**But de l'exercice:** Poursuivez le texte sur la construction biosourcée hors site à partir de sa dernière phrase.

**Extrait du document:**
★ ★ ★ ★ ★ ★ ★

À l'occasion de cette rencontre organisée avec des représentants des filières bois (Fibois France), chanvre (InterChanvre) et paille (RFCP), Daniel Salmon, sénateur d'Ille-et-Vilaine (Europe Écologie-Les Verts) s'est dit convaincu que le hors-site était l'un des outils pour massifier une construction bio-sourcée qui, « jusqu'à présent, s'est développée dans des niches : dans le pavillonnaire, avec des gens qui avaient les moyens ». « Mais aujourd'hui, a-t-il déclaré, il faut déplacer le curseur, cranter beaucoup plus haut, et aller vers une massification du bio-sourcé. »
Chanvre : la success story de Wall'up
Le défi peut-il être relevé ? Affirmatif, répondent certains acteurs. C'est le cas de l'entreprise Wall'up Préfa pour la filière chanvre. Installée près du gisement fourni par Planète Chanvre, à Aulnoy, en Seine-et-Marne, la PME produit un béton à base de chanvre et de chaux intégré comme isolant à une ossature bois préfabriquée en 2D.
« Nous travaillons sur des logements collectifs et individuels, avec l'idée de sortir un peu de l'individuel pour massifier l'utilisation du produit (ERP, tertiaire, logistique) », ajoute Arthur Cordelier, son directeur général, qui s'est associé à plusieurs entreprises de charpente.

★ ★ ★ ★ ★ ★ ★

**Jeu de données:**
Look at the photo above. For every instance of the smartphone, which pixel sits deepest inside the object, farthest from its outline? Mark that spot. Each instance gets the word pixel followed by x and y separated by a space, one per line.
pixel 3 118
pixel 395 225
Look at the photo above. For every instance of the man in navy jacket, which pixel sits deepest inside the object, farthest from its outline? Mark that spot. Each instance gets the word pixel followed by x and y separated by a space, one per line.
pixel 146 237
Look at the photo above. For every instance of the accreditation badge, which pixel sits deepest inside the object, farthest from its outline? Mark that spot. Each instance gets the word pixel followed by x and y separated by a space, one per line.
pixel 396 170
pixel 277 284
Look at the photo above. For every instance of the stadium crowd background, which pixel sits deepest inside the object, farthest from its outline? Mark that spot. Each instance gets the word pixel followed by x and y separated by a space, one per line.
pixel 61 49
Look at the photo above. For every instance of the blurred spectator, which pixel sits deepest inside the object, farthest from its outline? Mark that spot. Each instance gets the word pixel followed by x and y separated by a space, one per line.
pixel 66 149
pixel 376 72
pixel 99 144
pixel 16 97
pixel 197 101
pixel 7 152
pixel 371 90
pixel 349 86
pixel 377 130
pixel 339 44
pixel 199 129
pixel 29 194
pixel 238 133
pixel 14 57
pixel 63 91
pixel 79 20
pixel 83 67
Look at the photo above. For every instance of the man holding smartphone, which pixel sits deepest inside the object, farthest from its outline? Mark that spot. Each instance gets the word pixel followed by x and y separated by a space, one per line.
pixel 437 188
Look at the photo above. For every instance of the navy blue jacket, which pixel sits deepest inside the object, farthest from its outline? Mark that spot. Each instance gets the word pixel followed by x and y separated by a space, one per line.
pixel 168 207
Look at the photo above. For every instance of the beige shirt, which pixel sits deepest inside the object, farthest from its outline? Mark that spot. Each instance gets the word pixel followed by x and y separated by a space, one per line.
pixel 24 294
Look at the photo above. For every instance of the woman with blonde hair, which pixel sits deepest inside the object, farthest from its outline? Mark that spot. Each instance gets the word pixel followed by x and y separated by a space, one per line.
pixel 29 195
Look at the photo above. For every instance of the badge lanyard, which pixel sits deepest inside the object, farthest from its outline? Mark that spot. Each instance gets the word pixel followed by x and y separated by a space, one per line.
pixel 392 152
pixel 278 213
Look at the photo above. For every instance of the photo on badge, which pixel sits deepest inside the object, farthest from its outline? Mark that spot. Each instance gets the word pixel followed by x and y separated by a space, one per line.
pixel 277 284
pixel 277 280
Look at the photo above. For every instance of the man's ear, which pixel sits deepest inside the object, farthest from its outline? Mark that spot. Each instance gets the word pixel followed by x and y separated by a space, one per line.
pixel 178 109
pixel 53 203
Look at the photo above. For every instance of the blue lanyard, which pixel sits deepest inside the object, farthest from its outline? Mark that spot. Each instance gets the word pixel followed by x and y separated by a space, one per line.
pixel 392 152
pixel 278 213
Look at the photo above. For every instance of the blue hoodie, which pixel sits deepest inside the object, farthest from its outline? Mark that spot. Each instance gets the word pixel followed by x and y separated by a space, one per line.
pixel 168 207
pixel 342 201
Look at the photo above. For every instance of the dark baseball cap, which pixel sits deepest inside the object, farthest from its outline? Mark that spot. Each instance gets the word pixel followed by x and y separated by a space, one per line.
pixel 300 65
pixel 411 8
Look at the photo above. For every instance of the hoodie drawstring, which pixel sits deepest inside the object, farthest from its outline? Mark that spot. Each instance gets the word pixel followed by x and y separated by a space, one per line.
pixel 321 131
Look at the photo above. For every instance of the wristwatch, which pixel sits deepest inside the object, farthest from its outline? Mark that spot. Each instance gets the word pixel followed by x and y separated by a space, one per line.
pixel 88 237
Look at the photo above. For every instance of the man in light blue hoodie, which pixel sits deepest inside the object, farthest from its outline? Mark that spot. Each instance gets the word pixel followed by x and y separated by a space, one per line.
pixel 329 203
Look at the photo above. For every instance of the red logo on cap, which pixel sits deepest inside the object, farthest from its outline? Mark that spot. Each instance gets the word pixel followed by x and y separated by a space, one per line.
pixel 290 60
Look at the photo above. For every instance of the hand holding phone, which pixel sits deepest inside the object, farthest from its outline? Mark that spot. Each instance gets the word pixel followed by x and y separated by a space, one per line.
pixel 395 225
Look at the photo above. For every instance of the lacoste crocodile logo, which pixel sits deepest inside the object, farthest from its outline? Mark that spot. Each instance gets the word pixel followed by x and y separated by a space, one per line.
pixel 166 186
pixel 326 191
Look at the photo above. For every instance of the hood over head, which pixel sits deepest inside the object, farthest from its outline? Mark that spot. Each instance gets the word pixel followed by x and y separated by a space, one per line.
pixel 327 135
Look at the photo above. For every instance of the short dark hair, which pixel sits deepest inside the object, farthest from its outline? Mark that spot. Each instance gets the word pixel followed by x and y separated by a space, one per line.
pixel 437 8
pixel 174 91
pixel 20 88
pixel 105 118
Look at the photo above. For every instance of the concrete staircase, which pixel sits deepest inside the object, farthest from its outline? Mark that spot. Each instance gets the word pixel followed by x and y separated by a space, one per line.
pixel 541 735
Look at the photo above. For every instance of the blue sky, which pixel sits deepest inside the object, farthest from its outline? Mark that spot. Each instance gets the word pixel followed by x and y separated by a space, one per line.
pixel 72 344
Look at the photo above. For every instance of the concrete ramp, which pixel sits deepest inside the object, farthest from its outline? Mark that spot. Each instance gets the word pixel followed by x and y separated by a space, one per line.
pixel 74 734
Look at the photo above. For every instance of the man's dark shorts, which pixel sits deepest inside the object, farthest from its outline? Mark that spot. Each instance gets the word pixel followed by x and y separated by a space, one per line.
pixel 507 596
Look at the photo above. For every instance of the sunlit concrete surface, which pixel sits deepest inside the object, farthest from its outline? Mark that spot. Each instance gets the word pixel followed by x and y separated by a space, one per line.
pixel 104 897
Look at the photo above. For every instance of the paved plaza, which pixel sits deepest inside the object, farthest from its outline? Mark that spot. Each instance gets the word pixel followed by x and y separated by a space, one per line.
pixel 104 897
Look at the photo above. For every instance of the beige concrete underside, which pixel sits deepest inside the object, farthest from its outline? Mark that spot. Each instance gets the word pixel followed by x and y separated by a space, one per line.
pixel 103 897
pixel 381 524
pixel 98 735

★ ★ ★ ★ ★ ★ ★

**Résultat de l'exercice:**
Pour lui, le hors-site ouvre la voie à une utilisation plus massive du béton de chanvre, puisqu'il permet de lever ce qui constituait le principal obstacle à cette industrialisation : la nécessité de stopper les chantiers pour le séchage in situ, la projection de ce béton de chanvre, à raison de 100 kg/m3, nécessitant un encadrement très précis sur site (température, temps de séchage, etc.). « Grâce au hors-site, poursuit Arthur Cordelier, on peut avoir une production en continu de béton de chanvre, réglée au gramme près, en s'affranchissant des incidences liées aux intempéries, à la gestion des stocks, etc. (…) Pour répondre avec du béton de chanvre sur des marchés comme le logement, très tendus, où il faut aller vite, on doit utiliser la technique du hors-site. »
Selon le patron de Wall'up, ce mode constructif permet aussi « une montée en compétences pragmatique sur le matériau », « une montée en qualité » obtenue grâce à des prélèvements et des suivis réalisés avec un système PAQ (plan d'assurance qualité), très complexe à mettre en place sur chantier, voire impossible.
Enfin, conclut-il, « le hors-site permet d'aller chercher des gens fatigués d'aller à Paris, mais qui ne sont ni charpentiers, ni maçons. (…) Il ouvre un vrai gisement de main-d'œuvre sur lequel il est plus aisé de statuer que quand on va chercher des compagnons pour intervenir in situ ».
Paille : la France championne du monde
Même son de cloche chez Mael Steck, président de Bâti-nature, une Scop de la Drôme intervenant depuis 2006 dans la construction à ossatures bois isolées en bottes de paille. « Grâce au hors-site, dit-il, on met les gars à l'abri – des intempéries, de la chaleur, etc. Ils ont une vie meilleure, ils vivent plus longtemps, c'est déjà intéressant ! Les membres de la coopérative sont attachés à la montée en compétences : ils veulent des gens polyvalents, aimant leur travail, ayant choisi leur métier, et montant en formation. Et qui, in fine, font un travail plus épanouissant, ce qui se reflète dans un turnover moindre, des difficultés moindres pour recruter. »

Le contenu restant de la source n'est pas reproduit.